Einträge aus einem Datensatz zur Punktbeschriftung
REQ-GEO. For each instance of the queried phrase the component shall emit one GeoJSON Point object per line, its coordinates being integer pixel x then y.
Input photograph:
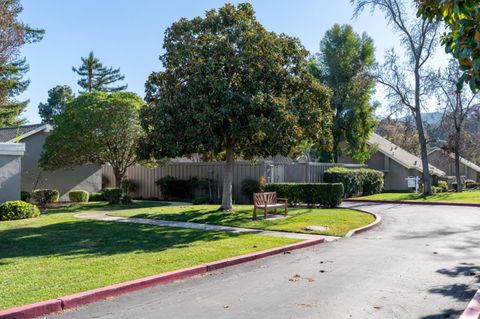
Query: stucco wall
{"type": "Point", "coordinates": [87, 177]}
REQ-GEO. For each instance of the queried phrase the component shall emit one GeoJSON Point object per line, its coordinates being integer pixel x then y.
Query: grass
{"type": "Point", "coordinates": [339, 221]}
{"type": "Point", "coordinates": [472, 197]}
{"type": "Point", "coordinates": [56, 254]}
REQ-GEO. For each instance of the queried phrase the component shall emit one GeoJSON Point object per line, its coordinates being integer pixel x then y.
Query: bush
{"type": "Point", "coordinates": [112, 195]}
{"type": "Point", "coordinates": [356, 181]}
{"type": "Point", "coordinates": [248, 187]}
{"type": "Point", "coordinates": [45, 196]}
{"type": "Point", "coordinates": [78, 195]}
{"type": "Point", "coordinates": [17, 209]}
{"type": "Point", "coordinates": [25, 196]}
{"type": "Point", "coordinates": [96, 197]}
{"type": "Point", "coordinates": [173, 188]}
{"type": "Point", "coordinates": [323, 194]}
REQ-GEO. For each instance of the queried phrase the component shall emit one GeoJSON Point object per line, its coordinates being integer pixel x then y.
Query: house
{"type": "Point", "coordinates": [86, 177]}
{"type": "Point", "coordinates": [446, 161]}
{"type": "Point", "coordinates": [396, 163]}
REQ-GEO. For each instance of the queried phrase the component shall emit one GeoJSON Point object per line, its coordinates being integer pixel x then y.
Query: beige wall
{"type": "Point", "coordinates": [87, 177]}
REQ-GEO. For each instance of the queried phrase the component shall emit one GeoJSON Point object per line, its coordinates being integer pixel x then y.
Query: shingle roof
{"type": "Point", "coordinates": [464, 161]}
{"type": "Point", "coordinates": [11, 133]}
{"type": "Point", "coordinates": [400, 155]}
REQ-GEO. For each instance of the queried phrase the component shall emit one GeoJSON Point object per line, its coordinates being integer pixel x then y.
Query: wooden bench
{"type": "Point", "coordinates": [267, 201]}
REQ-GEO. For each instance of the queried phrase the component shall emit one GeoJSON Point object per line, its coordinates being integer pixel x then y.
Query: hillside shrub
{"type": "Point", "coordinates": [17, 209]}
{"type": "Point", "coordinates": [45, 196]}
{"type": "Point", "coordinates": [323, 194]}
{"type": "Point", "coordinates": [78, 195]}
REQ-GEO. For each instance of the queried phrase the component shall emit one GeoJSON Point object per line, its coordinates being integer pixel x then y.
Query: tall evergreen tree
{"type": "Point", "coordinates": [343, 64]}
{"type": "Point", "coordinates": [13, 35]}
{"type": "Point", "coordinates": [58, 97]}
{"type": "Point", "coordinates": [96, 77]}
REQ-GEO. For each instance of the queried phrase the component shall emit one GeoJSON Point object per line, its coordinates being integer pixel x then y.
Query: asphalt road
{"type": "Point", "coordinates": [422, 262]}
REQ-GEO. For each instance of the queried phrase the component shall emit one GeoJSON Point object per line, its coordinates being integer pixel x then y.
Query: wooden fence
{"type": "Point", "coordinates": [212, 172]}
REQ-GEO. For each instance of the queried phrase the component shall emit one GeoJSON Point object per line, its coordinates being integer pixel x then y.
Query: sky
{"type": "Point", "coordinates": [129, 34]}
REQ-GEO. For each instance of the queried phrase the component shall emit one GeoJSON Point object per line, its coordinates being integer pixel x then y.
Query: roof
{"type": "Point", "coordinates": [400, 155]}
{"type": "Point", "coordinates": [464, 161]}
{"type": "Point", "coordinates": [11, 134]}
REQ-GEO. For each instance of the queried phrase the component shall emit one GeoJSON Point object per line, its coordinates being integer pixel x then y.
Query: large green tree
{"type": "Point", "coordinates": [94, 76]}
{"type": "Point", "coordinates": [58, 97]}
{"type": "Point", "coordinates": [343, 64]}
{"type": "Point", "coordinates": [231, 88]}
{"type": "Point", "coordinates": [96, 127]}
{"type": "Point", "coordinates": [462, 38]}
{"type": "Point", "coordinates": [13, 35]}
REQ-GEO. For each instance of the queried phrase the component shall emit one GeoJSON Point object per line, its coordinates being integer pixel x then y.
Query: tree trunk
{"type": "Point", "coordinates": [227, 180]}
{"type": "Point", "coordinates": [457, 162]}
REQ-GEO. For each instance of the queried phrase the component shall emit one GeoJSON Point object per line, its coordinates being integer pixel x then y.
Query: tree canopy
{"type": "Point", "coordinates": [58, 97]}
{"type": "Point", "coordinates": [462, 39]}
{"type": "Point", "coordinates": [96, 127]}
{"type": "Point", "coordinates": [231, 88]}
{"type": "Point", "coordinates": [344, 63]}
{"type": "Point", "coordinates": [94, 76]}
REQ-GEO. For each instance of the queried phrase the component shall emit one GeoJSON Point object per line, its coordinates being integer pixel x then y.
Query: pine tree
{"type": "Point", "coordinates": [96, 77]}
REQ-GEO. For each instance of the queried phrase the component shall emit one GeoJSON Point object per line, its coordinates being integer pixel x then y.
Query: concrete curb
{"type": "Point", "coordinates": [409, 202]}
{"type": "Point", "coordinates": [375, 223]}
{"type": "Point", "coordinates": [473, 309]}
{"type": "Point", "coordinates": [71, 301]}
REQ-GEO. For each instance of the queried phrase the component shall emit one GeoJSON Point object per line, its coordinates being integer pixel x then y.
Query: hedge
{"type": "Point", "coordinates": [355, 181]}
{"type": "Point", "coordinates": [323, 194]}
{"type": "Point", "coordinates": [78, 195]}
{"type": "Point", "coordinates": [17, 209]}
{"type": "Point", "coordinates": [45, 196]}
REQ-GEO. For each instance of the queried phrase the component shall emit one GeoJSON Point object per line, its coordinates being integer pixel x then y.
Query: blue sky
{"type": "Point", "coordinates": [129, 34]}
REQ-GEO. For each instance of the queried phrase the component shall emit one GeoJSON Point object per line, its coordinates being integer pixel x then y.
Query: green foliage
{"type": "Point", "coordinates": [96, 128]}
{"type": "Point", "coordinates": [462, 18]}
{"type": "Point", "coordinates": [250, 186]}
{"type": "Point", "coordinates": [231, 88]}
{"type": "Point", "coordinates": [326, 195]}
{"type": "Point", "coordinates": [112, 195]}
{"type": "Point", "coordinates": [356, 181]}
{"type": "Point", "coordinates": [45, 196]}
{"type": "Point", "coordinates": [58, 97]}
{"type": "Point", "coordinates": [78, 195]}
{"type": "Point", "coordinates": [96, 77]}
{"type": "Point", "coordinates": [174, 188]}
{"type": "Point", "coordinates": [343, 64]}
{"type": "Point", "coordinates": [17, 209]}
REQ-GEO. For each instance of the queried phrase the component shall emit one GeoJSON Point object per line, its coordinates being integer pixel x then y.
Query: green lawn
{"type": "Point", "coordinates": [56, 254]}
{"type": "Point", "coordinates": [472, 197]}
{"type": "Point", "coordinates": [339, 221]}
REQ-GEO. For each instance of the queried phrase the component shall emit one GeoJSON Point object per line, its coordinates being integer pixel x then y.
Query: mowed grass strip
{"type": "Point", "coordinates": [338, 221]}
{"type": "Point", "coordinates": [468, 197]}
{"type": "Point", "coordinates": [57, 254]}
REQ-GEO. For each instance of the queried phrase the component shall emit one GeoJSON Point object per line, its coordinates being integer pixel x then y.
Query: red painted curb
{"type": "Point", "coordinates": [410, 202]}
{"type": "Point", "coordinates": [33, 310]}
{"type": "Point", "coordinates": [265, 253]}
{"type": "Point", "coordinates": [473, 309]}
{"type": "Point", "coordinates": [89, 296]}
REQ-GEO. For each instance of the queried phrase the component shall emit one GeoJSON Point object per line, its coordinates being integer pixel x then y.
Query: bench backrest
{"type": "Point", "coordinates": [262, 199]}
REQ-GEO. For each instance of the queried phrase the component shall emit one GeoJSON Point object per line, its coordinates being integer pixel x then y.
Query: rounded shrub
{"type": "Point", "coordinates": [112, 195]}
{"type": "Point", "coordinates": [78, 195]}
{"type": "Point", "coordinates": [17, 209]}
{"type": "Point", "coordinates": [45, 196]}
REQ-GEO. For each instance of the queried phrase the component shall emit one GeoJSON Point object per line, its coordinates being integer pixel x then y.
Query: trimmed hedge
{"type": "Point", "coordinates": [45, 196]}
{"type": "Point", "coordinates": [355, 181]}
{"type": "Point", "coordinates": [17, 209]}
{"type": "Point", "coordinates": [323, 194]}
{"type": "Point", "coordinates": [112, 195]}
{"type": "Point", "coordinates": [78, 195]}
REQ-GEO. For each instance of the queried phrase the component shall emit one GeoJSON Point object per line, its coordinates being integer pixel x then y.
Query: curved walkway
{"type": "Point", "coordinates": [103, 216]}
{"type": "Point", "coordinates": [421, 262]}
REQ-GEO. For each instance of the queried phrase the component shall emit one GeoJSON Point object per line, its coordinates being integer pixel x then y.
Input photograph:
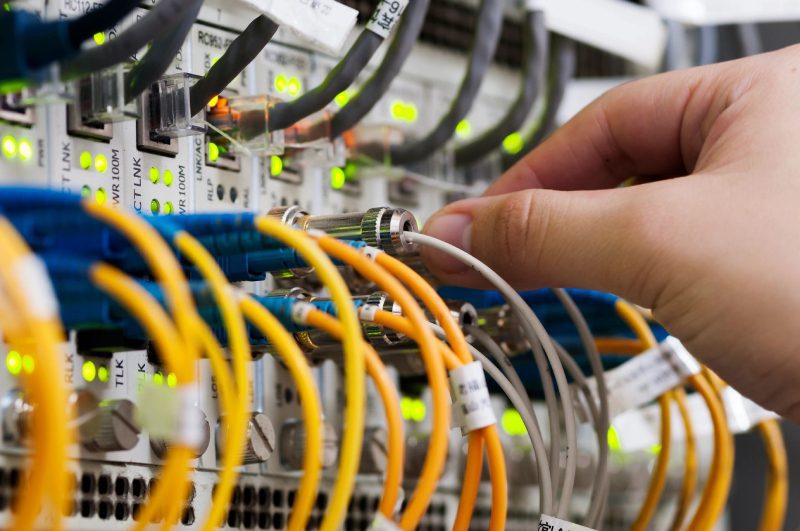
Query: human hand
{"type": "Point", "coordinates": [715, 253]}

* * *

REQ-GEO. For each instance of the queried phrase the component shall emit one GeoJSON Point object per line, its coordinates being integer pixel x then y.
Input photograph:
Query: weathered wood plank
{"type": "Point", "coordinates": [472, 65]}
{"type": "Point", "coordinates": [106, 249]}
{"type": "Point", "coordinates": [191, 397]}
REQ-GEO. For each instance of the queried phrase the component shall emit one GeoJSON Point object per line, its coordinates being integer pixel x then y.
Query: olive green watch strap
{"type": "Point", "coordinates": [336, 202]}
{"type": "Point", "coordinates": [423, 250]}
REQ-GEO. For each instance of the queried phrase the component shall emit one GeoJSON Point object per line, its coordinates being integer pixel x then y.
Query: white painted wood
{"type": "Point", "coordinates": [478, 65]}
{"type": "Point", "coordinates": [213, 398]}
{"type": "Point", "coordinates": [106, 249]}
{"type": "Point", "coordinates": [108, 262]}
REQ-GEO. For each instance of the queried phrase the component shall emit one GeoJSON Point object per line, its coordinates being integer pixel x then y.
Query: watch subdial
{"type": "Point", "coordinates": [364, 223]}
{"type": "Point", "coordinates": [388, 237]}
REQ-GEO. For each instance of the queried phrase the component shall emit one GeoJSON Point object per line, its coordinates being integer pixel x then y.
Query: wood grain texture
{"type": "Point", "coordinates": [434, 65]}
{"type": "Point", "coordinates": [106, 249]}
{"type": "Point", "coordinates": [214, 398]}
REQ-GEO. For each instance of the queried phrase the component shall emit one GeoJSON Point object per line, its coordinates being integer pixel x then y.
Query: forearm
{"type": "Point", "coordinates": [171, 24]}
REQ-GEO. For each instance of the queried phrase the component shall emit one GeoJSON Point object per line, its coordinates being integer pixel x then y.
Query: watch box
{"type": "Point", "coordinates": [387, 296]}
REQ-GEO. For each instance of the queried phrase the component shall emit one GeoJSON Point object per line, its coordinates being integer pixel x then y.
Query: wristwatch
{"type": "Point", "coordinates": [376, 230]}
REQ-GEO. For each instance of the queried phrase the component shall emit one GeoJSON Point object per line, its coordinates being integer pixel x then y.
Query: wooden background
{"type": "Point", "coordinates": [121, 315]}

...

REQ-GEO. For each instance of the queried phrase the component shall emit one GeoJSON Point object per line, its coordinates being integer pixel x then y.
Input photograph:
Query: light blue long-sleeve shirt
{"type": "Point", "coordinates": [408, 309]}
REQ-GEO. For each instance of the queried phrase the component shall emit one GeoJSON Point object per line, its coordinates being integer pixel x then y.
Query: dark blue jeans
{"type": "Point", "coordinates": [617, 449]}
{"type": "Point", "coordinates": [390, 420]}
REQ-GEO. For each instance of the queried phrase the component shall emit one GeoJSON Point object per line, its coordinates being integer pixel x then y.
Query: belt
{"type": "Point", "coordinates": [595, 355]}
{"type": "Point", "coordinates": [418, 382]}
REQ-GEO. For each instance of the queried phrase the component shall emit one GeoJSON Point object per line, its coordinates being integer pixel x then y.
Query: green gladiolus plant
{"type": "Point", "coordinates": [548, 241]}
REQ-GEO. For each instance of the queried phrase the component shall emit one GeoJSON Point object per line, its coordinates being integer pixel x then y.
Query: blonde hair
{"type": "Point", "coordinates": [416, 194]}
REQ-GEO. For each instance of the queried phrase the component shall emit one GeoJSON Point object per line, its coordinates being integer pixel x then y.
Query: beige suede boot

AUFGABE =
Liste jede Zeile der Einträge auf, in der die Zeichenfolge „curb“ vorkommt.

SCHRIFTLICHE ANTWORT =
Query: concrete curb
Query: red painted curb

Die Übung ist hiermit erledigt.